## Job:
Reproduce the listing below exactly, minus its pictures.
══ Information supplied ══
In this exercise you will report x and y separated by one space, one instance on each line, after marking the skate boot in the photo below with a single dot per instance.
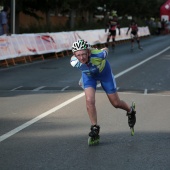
94 135
132 118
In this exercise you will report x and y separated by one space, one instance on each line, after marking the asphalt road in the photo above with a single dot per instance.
44 123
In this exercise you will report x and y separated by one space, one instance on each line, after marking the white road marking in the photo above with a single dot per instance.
16 88
38 88
23 126
65 88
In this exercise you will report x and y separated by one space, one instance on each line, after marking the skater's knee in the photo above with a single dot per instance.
90 101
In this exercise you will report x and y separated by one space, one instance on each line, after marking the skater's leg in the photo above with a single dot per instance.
108 38
113 42
138 42
90 104
117 103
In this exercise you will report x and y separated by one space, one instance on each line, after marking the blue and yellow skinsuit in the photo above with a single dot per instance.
96 69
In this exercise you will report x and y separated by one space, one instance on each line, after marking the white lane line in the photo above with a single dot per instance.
23 126
38 88
16 88
65 88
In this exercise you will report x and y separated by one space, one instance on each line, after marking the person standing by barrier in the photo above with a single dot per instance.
94 67
4 27
112 26
134 34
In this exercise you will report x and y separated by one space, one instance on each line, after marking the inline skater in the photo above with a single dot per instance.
94 67
112 26
134 34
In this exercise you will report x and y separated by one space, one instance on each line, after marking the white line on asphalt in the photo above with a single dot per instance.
38 88
145 91
65 88
23 126
16 88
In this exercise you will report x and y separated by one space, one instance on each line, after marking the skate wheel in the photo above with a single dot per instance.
92 141
132 131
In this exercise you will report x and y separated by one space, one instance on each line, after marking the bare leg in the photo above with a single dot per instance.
90 104
117 103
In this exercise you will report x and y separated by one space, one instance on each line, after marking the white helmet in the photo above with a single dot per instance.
80 45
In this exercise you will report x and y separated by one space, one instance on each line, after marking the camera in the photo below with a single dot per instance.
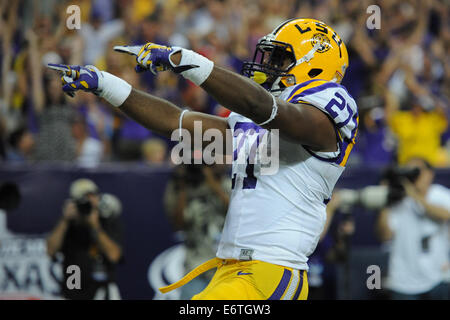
84 206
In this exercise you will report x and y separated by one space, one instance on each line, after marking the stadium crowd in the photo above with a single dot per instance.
399 74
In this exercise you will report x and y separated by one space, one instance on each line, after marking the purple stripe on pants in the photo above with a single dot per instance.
281 288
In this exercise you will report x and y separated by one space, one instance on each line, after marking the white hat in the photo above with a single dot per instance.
79 188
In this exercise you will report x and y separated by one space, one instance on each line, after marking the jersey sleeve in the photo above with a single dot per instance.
334 100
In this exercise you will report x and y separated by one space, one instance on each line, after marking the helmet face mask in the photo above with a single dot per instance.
274 59
298 50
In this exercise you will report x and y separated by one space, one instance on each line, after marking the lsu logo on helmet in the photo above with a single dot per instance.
297 50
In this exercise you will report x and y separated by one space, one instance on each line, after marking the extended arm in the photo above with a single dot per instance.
299 122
═══
## Full solution:
In this exercise you will report x and y separated by one space, one instance on each line, after marking the skate boot in the photo below with a single dot per instance.
94 135
132 118
In this exercise you will report x and y separated by one space, one instance on each line, after marking the asphalt road in the photo above with a single dot per instance.
44 123
In this exercise you will report x and y separated by one space, one instance on each line, after marking the white road marking in the photo above with a single dot per instance.
16 88
38 88
23 126
65 88
In this exercise you will report x and y separated by one space, one instance on each line, after marking the skater's knee in the photo above with a single dot per instance.
90 101
In this exercise you will report x and y separated by one space, one instance on each line, after marking the skater's leg in the photo above with a single dot per instance.
108 38
113 42
138 42
90 104
117 103
In this exercise you will report x and y separated by one space, one instance on each line, after marking the blue and yellow skinsuit in the photo above with a single dot per instance.
96 69
In this exercise you will report x and y separated by one space, one instance on each line, after marking the white lane line in the photo above with a single dot per instance.
23 126
38 88
16 88
65 88
In this exercise you will report x and y separated by one space, one instance on each line, after marking the person standing by barrier in the photo above with a single dot per instance.
94 67
4 27
112 26
134 34
In this exercise you will report x and y separated by one space, one instance on each line, after marking the inline skater in the photo above with a single dot per instance.
94 67
112 26
134 34
In this exercise you will report x and y separated by one space, one instance on each line, after marking the white line on asphalt in the photo above with a single dot per instance.
38 88
145 91
65 88
23 126
16 88
In this exercise you will report x and y separated by one space, one instance on each line, after marking the skate wheel in the photo above with a single dot per instance.
92 141
132 131
In this exercise you will report x and y separated by one space, one instance on each line, after marking the bare leg in the photo above with a single dot per instance.
90 104
117 103
In this exercise you will report x and y separated by one space, one instance on each line, after marking the white helmet in the photo above with a single dot per instance.
80 45
In this exercise you will report x and y separated by one space, one instance on each line, after marking the camera in the photo below with a single dot per instance.
84 206
In this exercise you will report x and y separated by one space, one instance on each line, after marking the stadium crowd in the photo above with a single dot per instance.
399 74
In this exercise you will report x and y separated by one space, one instance on each line, after marking the purple stripe on pants in the photo above with a single dot per instance.
281 288
In this exercise you will report x and y separated by one space, one instance on each line, after marking the white hat in the photo above with a single dot per instance.
79 188
In this exercise you will report x and y separated by one space, one instance on each line, after marking the jersey sleeve in the photo above with a single dot per instance.
334 100
In this exercise you will report x and y separated by one space, one instance on each line, after marking the helmet face mask in the photo above with a single dot per instance.
274 59
298 50
In this exercise you will report x and y separated by one space, one instance on each line, after marking the lsu logo on helmet in the photo above with a single dot per instance.
297 50
In this exercise you will report x and y separated by one space, one instance on each line, after marking the extended arm in the photo above with a single dot per instance.
299 122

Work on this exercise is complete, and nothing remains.